### DIRECTION
Pick out every line below that contains the string "lens", and copy each of those lines.

### GIVEN RECORDS

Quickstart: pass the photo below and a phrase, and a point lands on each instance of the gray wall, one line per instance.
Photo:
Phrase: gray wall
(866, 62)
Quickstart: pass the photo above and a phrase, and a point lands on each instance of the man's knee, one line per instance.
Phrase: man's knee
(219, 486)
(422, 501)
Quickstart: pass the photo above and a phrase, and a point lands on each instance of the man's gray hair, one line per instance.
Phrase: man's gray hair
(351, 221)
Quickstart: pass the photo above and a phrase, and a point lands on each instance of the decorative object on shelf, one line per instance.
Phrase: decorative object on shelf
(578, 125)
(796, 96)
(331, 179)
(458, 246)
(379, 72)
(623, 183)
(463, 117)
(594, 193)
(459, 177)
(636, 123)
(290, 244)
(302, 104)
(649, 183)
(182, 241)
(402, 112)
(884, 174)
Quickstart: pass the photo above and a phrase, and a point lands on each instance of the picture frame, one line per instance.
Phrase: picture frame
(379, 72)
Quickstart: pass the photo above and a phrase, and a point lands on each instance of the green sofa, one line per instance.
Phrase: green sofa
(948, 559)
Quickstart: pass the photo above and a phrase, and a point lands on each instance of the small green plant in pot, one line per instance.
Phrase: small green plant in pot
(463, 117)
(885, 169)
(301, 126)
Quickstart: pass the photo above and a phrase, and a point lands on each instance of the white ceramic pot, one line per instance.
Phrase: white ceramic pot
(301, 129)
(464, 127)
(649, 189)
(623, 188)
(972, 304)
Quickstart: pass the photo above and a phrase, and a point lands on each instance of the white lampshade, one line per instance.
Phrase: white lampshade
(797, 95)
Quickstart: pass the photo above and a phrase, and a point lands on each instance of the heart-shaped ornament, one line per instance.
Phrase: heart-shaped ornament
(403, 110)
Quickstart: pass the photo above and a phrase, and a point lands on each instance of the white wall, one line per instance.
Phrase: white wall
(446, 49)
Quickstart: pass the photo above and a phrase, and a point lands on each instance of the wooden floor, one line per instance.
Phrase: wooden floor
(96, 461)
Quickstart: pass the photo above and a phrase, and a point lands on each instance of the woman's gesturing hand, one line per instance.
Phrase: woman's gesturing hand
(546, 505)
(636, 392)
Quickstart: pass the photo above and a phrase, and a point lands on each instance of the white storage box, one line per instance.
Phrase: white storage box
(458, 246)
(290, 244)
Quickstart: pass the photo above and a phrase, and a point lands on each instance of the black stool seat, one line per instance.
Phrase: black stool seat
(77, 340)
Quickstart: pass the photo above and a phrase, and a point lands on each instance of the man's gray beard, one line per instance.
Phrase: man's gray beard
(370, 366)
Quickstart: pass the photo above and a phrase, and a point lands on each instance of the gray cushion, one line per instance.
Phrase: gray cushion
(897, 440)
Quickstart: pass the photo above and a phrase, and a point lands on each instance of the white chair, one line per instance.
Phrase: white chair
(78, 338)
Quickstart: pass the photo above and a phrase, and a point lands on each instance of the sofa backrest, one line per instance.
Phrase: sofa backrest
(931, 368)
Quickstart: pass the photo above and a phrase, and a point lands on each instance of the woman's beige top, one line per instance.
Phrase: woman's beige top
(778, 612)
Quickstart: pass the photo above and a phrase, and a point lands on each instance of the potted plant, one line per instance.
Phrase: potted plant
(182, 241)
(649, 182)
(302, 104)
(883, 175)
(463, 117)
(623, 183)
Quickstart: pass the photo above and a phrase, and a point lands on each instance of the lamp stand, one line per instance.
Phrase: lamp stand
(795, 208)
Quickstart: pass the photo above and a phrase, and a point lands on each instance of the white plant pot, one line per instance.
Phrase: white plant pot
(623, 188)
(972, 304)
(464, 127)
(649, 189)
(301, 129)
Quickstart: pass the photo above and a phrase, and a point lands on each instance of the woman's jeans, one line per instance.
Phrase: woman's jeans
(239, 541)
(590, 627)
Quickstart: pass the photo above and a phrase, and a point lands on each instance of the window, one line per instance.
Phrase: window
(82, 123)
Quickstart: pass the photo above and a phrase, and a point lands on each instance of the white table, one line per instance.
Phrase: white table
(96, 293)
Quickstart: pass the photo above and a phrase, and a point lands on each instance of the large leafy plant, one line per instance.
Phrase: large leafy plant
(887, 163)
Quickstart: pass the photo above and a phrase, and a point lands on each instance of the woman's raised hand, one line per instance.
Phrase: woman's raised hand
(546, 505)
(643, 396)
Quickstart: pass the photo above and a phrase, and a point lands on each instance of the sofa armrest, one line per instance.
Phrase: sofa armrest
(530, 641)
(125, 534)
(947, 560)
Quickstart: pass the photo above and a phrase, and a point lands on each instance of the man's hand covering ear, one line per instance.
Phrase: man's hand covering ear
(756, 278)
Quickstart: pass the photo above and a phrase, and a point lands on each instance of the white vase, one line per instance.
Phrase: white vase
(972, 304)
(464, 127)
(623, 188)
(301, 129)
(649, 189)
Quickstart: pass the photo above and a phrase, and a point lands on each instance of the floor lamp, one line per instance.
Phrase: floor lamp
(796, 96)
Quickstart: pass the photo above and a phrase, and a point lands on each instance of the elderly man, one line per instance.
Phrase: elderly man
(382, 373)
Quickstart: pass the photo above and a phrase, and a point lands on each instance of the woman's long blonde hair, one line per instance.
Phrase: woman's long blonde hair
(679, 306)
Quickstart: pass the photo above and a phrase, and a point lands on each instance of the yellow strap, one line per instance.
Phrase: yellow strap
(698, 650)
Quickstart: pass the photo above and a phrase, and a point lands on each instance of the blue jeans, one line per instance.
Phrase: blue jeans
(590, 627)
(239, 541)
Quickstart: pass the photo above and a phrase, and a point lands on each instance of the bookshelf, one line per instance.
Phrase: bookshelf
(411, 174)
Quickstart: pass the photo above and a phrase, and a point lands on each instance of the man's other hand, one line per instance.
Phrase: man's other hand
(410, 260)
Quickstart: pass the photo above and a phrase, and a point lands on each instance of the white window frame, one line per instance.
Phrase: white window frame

==

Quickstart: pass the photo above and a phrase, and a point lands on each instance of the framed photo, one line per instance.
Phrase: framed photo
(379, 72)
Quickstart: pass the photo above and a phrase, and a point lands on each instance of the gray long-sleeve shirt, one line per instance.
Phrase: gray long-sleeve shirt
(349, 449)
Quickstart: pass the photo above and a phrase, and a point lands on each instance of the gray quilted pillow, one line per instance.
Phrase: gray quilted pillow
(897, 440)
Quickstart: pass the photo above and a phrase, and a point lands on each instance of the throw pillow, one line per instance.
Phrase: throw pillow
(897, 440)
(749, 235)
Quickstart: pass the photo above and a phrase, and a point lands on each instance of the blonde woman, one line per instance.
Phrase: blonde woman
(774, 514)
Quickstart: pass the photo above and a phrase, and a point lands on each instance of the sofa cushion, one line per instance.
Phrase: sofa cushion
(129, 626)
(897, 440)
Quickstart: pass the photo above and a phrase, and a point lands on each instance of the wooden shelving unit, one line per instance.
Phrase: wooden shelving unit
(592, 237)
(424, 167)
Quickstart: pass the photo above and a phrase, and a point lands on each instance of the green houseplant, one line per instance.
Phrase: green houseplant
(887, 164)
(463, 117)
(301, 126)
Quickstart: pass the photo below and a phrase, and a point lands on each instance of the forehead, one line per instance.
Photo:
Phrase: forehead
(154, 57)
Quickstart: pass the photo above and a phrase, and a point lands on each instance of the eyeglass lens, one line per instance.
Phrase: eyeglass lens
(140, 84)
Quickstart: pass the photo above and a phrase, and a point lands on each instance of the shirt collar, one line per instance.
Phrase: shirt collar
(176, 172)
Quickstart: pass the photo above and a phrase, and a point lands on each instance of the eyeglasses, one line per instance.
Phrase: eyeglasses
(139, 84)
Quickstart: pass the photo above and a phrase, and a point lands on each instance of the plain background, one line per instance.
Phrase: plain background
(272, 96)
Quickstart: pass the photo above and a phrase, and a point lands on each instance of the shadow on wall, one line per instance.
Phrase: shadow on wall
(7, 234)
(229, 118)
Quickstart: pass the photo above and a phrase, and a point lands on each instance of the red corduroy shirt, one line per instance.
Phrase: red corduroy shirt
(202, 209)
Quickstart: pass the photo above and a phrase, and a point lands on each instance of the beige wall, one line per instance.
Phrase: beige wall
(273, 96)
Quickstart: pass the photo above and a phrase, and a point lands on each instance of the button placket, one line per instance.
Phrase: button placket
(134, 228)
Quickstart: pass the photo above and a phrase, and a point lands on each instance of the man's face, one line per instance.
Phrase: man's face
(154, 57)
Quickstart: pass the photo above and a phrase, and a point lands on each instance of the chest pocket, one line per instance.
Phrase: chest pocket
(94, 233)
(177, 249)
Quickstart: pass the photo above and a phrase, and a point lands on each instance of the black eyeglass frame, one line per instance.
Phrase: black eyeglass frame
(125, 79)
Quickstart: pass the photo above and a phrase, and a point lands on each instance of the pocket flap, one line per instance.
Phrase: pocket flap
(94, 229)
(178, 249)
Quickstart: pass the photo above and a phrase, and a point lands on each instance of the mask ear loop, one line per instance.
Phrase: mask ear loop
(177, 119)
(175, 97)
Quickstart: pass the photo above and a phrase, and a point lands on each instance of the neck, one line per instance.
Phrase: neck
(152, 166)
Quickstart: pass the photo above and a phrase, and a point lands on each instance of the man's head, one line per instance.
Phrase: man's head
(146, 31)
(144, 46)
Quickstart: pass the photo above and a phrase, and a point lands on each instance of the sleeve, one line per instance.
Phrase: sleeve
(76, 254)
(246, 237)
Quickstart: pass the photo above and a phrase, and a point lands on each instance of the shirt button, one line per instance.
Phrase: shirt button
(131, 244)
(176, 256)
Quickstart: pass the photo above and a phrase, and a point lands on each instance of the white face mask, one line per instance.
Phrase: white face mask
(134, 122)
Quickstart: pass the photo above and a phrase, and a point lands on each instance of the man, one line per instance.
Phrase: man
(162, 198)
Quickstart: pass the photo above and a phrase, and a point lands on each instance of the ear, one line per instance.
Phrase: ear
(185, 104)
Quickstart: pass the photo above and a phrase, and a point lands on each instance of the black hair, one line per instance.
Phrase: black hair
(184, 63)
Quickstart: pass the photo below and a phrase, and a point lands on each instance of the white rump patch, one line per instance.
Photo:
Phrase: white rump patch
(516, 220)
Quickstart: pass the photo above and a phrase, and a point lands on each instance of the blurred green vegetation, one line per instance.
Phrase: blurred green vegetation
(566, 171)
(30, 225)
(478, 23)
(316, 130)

### FINAL ANSWER
Quickstart: pass the photo above and a phrase, and a point lands on each instance of the eyeglass lens, one line per instance.
Phrase: eyeglass lens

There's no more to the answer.